EXTRACTED TEXT
== Segment start ==
Vulnerability, Stress, and Psychiatric Diatheses: A Hypothetical Model

Figure 2­1 depicts an integrative schema that conceptualizes the interplay of extrinsic and intrinsic factors with the schizophrenia diathesis. The basis for this formulation is the familiar stress-diathesis model of schizophrenia (Nuechterlein and Dawson 1984; Zubin and Spring 1977), supported by more recent understanding of the neuropsychological underpinnings of the pathophysiology of schizophrenia (Weinberger 1987).

In Figure 2­1, the vertical axis represents vulnerability to psychotic symptoms of the schizophrenic type and the horizontal axis depicts the proportion of the general population. At the far left, a tiny fraction of the population manifests a very high vulnerability to psychosis, with an everdecreasing loading for such risk moving to the right along the curve.

Only a fraction of 1% of the population express a vulnerability so great that a schizophrenic psychosis will emerge under virtually any level of life stress, no matter how minor.

However, several percent of the population have a meaningful but lesser degree of vulnerability, such that the schizophrenic psychosis will become manifest if a great enough stress is encountered to “push the patient over the brink.” This stress can come from any of a variety of sources and can be biological, psychological, or social.

The model depicted fits much of what we know about schizophrenia and what can influence its expression. If the fundamental vulnerability is genetic, additional biopsychosocial stressors might be poor maternal nutrition (associated with poverty), intrauterine viral infection, injuries during a difficult delivery, inadequate childhood nutrition, lack of normal childhood stimulation, lack of opportunity to learn protective interpersonal and coping skills, developmental experiences promoting intrapsychic conflicts, extreme psychic stress in adolescence/early adulthood (e.g., high “expressed emotion,” poverty, trauma, chaotic environments), and the biological, psychological, and social insults that may be associated with substance use and abuse.

Figure 2­1. Model of vulnerability, stress, and schizophrenic diathesis.
Integrative schema conceptualizing the interplay of extrinsic and intrinsic factors with the schizophrenic diathesis. Source. Reprinted with permission from Siris SG, Lavin MR: “Schizoaffective Disorder, Schizophreniform Disorder and Acute Psychotic Disorder (Including Brief Reactive Psychosis),” in Comprehensive Textbook of Psychiatry/VI, 6th Edition. Edited by Kaplan HI, Sadock BJ. Philadelphia, PA, Williams & Wilkins, 1995, pp. 1019­ 1031 (p.
1021). Copyright 1995, Williams & Wilkins.
== Segment end ==
Natural-language object grounding data
== Segment start ==
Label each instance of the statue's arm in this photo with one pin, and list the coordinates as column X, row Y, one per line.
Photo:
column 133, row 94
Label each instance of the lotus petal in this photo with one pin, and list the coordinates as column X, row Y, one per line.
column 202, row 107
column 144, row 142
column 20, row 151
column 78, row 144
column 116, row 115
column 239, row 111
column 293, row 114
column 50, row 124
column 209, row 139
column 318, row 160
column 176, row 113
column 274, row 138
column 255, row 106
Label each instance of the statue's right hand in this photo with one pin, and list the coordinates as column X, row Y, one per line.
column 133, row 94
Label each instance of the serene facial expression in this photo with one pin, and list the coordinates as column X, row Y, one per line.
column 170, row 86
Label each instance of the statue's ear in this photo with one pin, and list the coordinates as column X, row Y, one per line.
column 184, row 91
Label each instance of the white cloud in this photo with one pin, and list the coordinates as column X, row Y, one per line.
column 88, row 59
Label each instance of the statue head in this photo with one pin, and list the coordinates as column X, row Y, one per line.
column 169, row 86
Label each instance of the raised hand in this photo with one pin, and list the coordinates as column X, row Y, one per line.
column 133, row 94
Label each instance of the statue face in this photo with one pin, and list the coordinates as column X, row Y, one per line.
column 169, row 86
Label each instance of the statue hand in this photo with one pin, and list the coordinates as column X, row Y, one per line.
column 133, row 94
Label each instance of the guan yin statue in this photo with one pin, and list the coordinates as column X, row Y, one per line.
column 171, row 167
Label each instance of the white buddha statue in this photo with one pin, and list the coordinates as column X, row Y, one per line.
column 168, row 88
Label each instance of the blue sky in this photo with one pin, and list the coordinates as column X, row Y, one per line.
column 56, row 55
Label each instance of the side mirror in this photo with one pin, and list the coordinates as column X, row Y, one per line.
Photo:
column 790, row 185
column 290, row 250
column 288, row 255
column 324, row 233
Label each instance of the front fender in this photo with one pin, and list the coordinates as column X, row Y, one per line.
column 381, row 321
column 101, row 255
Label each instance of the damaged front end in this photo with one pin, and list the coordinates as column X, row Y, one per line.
== Segment end ==
Reproduce everything from "Only a fraction" down to "psychological, or social." in the passage on the stress-diathesis model of schizophrenia above, swapping "brink" for "edge".

THE COMPLETED TASK
Only a fraction of 1% of the population express a vulnerability so great that a schizophrenic psychosis will emerge under virtually any level of life stress, no matter how minor.

However, several percent of the population have a meaningful but lesser degree of vulnerability, such that the schizophrenic psychosis will become manifest if a great enough stress is encountered to “push the patient over the edge.” This stress can come from any of a variety of sources and can be biological, psychological, or social.